**Provided entries:**
++++

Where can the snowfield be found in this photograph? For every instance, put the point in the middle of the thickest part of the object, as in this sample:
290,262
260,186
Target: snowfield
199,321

++++

**Written instruction:**
Present every line of the records as a Markdown table with the columns Row and Line, numbering the rows in order and omitting blank lines.

**Output below:**
| Row | Line |
|---|---|
| 1 | Where can the snowfield be found in this photograph? For every instance, put the point in the middle of the thickest part of the object, as in this sample: |
| 2 | 290,262 |
| 3 | 260,186 |
| 4 | Target: snowfield |
| 5 | 199,321 |